Written request: Would you retype, word for word, the line with "Please place a point on every instance of the wooden plank" and every line after it through the end of the records below?

Material shown:
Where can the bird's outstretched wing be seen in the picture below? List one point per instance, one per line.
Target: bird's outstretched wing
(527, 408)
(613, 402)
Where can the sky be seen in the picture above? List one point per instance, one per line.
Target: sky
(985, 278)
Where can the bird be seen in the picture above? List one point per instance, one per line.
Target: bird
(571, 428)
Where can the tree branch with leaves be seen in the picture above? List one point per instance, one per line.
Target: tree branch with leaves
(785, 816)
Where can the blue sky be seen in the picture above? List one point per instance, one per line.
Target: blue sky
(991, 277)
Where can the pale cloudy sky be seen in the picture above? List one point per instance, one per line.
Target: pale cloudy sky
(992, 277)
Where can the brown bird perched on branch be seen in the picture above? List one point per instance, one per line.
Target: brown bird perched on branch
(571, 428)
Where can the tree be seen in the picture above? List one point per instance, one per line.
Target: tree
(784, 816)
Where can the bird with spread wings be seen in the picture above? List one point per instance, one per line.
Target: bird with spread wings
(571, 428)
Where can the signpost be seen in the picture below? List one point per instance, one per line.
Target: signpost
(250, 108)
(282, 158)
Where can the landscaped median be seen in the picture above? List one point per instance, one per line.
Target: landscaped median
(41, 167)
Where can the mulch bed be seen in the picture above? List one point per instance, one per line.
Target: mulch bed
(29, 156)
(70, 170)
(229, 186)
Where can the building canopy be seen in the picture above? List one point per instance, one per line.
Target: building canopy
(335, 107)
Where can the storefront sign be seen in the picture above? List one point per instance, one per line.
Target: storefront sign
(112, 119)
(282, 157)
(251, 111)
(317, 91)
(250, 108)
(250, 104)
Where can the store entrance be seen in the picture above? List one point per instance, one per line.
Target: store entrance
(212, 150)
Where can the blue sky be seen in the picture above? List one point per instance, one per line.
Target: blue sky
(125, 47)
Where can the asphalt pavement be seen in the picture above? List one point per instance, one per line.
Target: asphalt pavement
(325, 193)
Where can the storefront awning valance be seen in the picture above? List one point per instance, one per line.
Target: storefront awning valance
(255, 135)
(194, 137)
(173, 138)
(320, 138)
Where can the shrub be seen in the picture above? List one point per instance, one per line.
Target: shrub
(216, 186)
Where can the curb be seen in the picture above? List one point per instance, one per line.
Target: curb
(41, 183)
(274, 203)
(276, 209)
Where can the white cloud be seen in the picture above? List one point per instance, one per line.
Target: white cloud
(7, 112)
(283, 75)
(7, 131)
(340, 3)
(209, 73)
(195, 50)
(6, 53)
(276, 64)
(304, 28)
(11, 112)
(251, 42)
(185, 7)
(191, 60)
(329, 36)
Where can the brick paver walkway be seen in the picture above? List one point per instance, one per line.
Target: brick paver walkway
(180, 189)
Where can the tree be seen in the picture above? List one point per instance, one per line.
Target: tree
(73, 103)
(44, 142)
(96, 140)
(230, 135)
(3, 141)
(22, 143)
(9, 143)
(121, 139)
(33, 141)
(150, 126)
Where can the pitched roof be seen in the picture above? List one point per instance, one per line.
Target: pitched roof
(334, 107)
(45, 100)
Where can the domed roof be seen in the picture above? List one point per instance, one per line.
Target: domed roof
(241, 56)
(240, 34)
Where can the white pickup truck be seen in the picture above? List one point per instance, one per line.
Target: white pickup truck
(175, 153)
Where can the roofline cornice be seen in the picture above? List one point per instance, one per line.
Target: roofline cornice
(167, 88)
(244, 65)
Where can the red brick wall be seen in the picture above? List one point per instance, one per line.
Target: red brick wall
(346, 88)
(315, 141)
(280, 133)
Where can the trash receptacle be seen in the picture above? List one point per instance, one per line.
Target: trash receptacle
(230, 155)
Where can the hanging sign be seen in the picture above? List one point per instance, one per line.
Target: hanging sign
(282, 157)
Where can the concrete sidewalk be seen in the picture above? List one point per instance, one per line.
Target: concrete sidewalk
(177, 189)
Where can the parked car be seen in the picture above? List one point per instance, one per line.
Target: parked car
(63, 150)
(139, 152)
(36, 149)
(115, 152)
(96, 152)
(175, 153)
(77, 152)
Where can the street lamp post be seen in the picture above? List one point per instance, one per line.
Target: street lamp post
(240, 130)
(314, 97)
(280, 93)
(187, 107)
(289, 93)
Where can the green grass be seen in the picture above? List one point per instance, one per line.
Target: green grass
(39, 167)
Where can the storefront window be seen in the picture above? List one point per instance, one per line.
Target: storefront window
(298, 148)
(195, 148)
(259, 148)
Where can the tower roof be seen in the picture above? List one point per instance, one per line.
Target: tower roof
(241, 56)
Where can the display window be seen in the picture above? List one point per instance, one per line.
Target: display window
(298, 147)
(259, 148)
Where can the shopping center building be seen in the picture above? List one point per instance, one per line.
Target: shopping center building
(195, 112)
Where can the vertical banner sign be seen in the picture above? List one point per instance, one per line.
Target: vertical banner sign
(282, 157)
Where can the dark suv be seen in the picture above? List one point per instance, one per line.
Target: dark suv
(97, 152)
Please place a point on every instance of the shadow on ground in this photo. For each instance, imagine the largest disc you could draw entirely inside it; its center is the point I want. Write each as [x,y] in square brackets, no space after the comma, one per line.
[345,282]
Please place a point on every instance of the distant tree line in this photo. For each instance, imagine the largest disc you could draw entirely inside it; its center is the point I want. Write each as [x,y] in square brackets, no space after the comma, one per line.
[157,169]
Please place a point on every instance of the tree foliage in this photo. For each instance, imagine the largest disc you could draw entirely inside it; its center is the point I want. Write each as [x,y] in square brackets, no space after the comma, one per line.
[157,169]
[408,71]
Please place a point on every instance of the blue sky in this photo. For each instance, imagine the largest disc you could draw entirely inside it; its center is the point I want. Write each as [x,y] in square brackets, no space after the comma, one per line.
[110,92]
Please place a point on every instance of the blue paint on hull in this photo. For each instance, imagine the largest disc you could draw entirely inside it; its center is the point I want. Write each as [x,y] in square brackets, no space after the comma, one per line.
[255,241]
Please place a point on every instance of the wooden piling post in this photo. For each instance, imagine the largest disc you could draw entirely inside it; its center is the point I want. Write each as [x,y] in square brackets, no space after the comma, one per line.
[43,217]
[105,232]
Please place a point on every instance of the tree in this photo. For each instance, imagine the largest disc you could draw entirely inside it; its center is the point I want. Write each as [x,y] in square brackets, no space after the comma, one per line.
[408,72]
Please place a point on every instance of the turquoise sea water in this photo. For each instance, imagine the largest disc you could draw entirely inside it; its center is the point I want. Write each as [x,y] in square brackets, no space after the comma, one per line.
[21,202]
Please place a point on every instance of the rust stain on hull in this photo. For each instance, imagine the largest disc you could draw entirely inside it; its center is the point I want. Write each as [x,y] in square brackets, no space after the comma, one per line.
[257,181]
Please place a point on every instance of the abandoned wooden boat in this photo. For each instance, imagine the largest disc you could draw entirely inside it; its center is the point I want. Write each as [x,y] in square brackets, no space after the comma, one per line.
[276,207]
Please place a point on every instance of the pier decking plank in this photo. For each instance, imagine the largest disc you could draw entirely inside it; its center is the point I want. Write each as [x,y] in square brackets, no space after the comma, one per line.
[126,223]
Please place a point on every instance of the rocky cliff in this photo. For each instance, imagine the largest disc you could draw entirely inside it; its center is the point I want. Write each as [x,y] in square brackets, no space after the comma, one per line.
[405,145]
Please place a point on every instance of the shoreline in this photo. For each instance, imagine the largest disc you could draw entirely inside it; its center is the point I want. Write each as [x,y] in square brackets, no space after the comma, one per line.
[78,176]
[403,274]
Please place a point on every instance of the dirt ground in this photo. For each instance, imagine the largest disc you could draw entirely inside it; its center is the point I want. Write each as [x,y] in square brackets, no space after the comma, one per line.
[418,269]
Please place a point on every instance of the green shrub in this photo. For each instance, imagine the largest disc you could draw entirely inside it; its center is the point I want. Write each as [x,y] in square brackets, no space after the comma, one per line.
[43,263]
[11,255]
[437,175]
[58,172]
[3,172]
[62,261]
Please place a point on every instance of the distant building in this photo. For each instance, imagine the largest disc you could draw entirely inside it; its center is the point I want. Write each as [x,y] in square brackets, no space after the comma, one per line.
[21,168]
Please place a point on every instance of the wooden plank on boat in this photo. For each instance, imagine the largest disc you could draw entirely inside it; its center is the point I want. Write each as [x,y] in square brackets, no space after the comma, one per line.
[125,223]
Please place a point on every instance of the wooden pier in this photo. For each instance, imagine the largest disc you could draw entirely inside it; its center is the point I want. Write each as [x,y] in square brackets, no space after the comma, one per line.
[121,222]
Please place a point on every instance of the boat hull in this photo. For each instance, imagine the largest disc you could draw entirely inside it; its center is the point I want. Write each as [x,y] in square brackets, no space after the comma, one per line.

Full output:
Please place a point on every instance of the wooden plank on boat in this photo. For each instance, imagine the largest disc you could draw entirely inside it; its center is the point I want. Write each as [x,y] in square brackets, no space after the comma, one per line.
[125,223]
Please place a point on every instance of the wooden pier in this photo. For each instance, imagine the largest disc you could draw entirely inside it; its center is the point I want. Write each as [x,y] in square brackets, no space after the comma, one per line.
[121,222]
Please place a point on every instance of the boat hull in this photo. For each instance, imagine the largest disc you could draw entirely inside it; its center is the point I want. Write each as [x,y] in square brackets, no space after the comma, one per line.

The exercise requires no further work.